* **PASSAGE SHOWN**:

* Start *

The battle over the death of Hermitage Capital lawyer Sergei Magnitsky escalated Tuesday when an Interior Ministry investigator for the first time fought back against accusations of murder and corruption.
Friends and colleagues of Magnitsky, who died in a Moscow detention center in November, published a new online video accusing investigator Pavel Karpov of enriching himself with proceeds from a legal onslaught against Hermitage Capital, once Russia's biggest foreign investment fund, that began in 2007.
The video, published late Monday on the web site Russian-untouchables.com, is similar to one released last month about Artyom Kuznetsov, who Magnitsky's supporters say is another main investigator in the case.
It cites evidence like home ownership deeds and car ownership registries, also published on the web site, that indicate Karpov and his family "became $1.3 million better off" from 2007 onward.
The amount, the video's authors say, hardly squares with Karpov's official monthly salary of $535.
The authors call on the government to prosecute this "criminal group" before it continues to "murder and steal."
Prominent among the web site's sponsors are Hermitage founder William Browder and Jamison Firestone, the founder of the law firm where Magnitsky worked.
Shortly before the video appeared, Karpov announced that he had asked the Prosecutor General's Office to open a criminal investigation into Browder and Firestone for orchestrating a libel campaign against him.

* End *

* **PROBLEMS TO SOLVE**:
1: In the article about Sergei Magnitsky's death, what official monthly salary does the video say Pavel Karpov earns?
2: Write the next part of the article about Sergei Magnitsky's death, picking up after its last sentence.
The entries that come after this article aren't needed.

* **DATA**:
* Start *

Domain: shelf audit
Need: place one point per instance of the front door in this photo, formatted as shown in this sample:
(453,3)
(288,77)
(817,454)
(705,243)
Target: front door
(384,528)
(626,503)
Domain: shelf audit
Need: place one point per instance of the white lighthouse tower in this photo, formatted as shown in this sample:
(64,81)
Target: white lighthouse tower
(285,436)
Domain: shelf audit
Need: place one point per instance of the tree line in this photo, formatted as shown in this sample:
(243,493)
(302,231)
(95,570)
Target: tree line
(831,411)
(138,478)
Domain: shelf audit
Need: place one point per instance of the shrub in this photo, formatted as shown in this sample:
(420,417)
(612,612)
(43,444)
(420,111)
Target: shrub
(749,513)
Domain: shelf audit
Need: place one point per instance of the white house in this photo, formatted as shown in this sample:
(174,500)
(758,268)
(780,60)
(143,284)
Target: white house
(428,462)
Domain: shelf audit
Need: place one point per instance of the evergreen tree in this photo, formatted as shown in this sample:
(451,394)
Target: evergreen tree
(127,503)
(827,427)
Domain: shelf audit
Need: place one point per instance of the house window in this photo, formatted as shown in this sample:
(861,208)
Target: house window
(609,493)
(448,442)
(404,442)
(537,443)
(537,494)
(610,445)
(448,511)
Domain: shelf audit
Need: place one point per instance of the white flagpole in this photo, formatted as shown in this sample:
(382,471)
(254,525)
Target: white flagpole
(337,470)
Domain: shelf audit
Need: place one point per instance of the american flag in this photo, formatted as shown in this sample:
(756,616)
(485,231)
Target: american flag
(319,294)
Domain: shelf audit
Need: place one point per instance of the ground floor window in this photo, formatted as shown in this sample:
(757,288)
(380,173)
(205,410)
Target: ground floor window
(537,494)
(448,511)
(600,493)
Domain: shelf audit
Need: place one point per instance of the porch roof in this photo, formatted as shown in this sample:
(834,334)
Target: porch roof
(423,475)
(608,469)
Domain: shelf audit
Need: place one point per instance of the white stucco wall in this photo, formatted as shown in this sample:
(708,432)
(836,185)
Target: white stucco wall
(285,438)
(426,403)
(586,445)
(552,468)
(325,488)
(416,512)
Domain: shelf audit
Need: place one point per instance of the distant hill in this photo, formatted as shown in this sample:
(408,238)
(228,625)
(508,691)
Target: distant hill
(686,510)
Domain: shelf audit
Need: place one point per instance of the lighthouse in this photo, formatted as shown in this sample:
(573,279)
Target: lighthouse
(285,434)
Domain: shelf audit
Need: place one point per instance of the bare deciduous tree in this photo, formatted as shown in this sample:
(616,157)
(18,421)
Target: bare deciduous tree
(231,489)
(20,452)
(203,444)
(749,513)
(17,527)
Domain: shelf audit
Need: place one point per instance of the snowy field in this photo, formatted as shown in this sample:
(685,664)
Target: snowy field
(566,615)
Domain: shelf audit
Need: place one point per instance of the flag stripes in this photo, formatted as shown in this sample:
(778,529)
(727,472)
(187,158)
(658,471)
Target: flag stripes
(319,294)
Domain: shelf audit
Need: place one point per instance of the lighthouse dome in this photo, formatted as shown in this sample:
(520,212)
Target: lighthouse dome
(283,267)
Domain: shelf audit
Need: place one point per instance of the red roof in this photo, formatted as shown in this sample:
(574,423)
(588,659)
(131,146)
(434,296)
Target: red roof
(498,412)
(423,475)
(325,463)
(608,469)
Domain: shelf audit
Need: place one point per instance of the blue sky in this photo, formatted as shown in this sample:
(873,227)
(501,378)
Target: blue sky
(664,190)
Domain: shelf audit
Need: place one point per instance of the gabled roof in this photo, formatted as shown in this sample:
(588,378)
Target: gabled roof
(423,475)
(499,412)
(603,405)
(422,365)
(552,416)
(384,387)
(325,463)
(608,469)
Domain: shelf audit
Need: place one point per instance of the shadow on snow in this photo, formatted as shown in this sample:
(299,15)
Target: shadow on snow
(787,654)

* End *

* **EXERCISE RESPONSES**:
1: $535

2:
Karpov, in a statement carried by Interfax on Tuesday, denied that he was responsible for the Magnitsky case at the Interior Ministry's Moscow branch. He argued that the real motive for the video was to divert attention from alleged tax crimes committed by Hermitage.
Karpov also claimed that Browder had a motive to see Magnitsky killed. "The only figure interested in Sergei Magnitsky's death is William Browder himself, who has used this death to shape public opinion that law enforcement agencies are persecuting innocent people," he said.
Investigators detained Magnitsky on charges that he was part of a scheme used by Hermitage to avoid tax payments in November 2008, shortly after he accused Karpov, Kuznetsov and other Interior Ministry officials of stealing $230 million in government funds.
Magnitsky, a partner with law firm Firestone Duncan, died of heart failure in prison one year later without having gone on trial.
Browder and Firestone maintain that the 37-year-old lawyer was imprisoned and tortured to death by the same investigators whom he had accused of stealing government funds.
Karpov's statement could not be independently confirmed Tuesday.
Spokespeople for the Prosecutor General's Office and the Investigative Committee refused to comment, and nobody picked up telephones at the Interior Ministry.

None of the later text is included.